Can you gather every line of the entries below that contains the string "clicks", matching case exactly?

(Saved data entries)
- - -

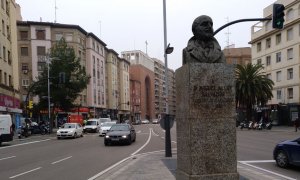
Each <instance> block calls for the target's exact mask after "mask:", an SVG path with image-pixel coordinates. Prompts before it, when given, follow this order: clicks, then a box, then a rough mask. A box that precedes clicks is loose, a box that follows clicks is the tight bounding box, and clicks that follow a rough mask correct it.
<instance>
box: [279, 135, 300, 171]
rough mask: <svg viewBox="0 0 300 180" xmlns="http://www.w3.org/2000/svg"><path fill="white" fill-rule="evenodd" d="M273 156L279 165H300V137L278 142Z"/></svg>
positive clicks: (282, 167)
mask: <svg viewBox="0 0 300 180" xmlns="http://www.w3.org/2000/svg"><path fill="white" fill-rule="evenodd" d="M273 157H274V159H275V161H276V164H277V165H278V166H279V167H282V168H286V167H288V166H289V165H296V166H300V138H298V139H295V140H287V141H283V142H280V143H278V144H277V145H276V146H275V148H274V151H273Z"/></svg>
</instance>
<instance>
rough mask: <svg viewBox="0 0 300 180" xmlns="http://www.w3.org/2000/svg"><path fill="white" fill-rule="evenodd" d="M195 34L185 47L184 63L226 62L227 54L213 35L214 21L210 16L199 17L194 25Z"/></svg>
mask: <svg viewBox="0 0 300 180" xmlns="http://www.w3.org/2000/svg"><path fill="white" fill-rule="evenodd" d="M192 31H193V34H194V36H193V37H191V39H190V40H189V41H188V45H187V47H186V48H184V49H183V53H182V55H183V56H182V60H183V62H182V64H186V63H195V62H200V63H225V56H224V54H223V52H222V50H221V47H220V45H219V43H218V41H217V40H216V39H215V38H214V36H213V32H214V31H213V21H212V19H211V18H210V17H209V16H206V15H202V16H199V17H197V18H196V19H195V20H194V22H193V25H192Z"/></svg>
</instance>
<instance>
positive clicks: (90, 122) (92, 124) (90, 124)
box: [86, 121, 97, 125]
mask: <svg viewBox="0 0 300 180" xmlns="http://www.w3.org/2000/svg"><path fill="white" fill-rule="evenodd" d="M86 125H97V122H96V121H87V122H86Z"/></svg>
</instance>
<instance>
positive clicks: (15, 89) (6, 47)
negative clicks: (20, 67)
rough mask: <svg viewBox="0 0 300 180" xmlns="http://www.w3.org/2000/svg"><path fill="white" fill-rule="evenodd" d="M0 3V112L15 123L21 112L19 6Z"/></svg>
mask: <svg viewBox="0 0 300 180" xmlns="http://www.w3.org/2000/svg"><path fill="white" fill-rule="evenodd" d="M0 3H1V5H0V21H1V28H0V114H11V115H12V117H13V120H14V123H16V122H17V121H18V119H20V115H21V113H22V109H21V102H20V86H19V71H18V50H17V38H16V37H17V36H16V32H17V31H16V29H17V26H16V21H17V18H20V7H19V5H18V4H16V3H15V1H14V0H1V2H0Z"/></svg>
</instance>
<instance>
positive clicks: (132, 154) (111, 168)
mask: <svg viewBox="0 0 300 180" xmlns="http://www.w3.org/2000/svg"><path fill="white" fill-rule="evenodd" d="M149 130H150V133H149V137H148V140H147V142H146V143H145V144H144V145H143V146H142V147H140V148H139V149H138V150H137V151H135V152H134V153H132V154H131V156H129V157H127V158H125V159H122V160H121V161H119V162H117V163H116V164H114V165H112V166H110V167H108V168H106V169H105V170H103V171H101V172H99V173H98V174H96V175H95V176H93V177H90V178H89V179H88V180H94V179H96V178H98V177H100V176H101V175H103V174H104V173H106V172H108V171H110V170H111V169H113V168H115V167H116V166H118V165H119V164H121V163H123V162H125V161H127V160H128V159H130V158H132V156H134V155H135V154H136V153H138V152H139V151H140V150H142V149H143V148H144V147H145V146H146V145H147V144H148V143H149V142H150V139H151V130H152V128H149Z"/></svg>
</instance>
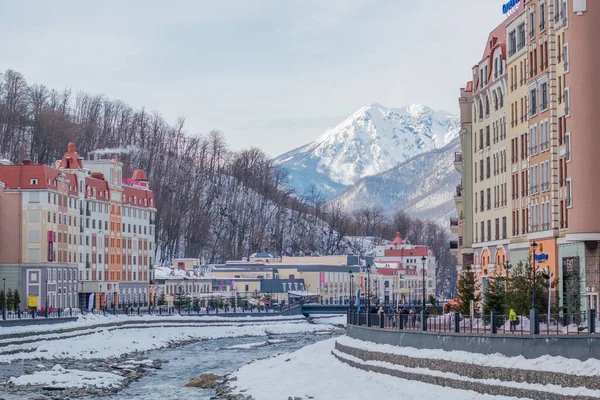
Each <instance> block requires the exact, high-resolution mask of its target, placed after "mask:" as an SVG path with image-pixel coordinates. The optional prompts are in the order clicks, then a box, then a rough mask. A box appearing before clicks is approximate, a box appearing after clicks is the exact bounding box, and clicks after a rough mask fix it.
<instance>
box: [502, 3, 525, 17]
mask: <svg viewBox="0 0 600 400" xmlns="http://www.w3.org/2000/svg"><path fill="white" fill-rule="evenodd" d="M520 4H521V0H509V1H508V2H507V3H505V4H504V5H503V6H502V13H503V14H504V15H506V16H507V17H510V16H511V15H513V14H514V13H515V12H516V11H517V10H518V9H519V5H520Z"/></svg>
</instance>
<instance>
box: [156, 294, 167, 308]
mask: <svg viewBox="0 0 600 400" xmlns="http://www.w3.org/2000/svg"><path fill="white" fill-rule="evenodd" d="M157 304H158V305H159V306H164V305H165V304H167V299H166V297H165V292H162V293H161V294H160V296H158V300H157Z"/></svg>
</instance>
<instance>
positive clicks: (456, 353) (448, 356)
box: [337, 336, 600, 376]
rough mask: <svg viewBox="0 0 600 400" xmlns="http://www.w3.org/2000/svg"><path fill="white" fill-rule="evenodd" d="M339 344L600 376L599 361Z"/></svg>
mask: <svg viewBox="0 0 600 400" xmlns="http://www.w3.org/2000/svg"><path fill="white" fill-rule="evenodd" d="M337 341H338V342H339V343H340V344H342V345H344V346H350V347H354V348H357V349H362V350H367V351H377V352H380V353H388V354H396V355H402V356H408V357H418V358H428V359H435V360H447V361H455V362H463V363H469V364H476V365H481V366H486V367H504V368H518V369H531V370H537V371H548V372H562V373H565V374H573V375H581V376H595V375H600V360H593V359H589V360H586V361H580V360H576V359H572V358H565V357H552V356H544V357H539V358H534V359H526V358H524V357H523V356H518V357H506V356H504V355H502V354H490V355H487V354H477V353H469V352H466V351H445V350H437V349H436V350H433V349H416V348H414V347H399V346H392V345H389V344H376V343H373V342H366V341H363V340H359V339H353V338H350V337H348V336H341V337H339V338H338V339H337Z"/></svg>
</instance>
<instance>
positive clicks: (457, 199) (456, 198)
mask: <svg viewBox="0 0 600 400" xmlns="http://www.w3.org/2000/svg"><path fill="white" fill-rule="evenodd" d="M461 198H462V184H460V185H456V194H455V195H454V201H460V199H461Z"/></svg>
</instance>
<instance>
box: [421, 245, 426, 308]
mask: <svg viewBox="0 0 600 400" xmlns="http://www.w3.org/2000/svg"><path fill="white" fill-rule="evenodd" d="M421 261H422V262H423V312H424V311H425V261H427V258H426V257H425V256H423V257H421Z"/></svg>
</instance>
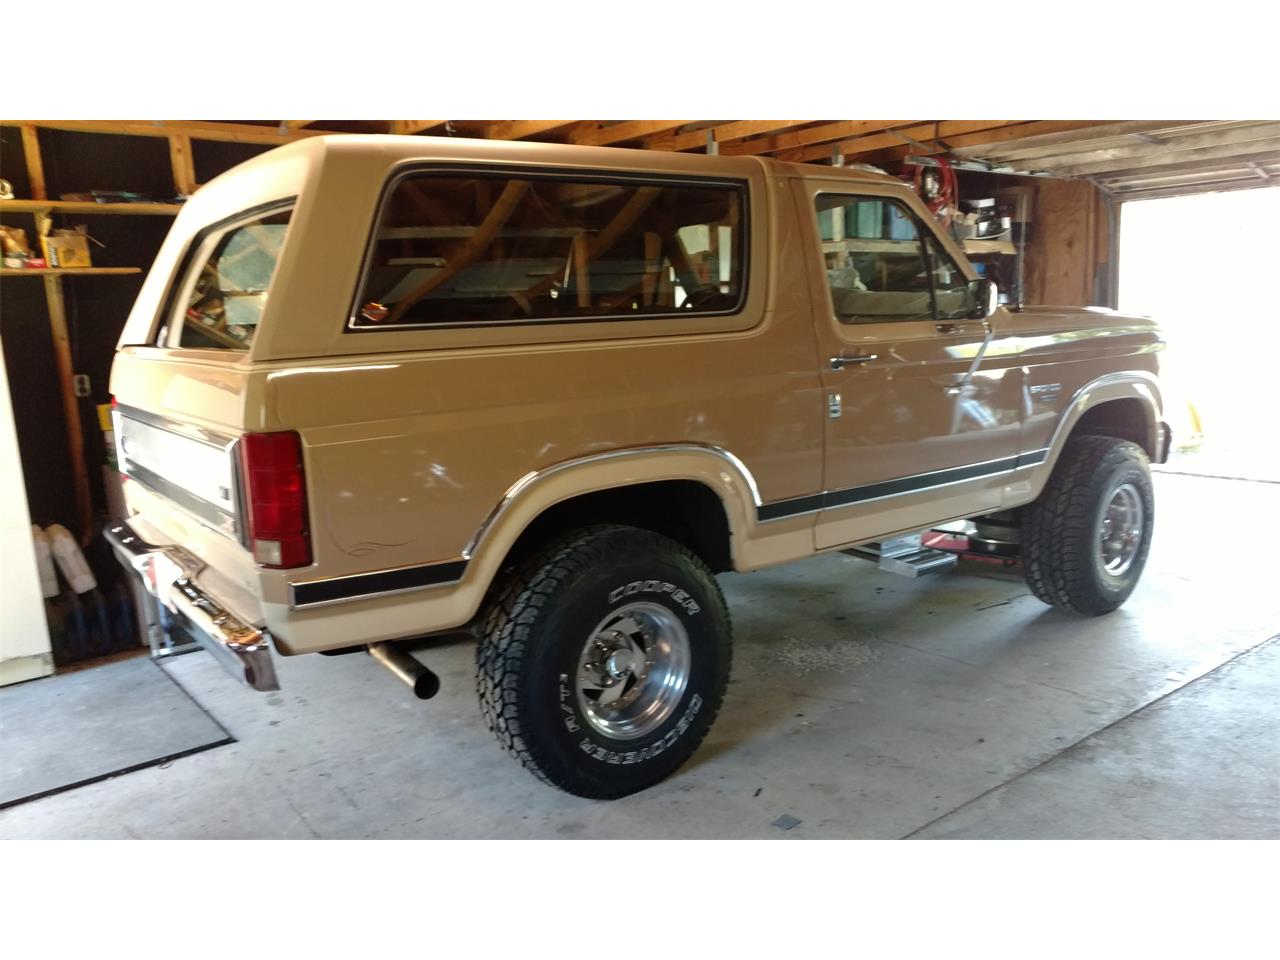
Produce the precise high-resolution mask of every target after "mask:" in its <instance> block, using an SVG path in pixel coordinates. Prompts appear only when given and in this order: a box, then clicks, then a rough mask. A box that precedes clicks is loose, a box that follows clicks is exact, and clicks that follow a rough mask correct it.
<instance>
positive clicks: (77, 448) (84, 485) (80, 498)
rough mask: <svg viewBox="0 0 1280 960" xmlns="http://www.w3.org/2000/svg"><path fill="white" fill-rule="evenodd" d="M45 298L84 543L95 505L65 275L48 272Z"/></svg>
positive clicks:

- - -

*Response to the task*
Each <instance> block calls for the target's exact mask after "mask:", an SVG path with image-pixel coordinates. Prompts before it, when given, follow this order: clicks, then a box, then a rough mask. A box that precedes clicks is loose, a box that follows clicks is the tight bounding box, and clicks that follow a rough mask correct it.
positive clicks: (282, 167)
positive clicks: (90, 122) (92, 124) (90, 124)
positive clicks: (15, 89) (6, 47)
negative clicks: (20, 67)
positive clicks: (132, 154) (111, 168)
Each <instance> block requires the exact, high-resolution mask of its target, placed after "mask:" as an SVG path with image-pixel coordinates. The optional prompts are in the order clicks, then a box, then a rough mask. A box appearing before clicks is approximate, a box appearing after clicks is the exact bounding box, and clicks after a rough mask fix it.
positive clicks: (456, 353) (448, 356)
positive clicks: (457, 199) (456, 198)
Produce the precise high-resolution mask of every target after "mask:" in its <instance> block, using an SVG path in pixel coordinates. Prompts appear only when given and in this order: a box, then clicks, then a rough mask. A box that precedes clicks is loose, a box that follows clicks is exact, and clicks that follow a rough mask correct it.
positive clicks: (77, 448) (84, 485) (80, 498)
positive clicks:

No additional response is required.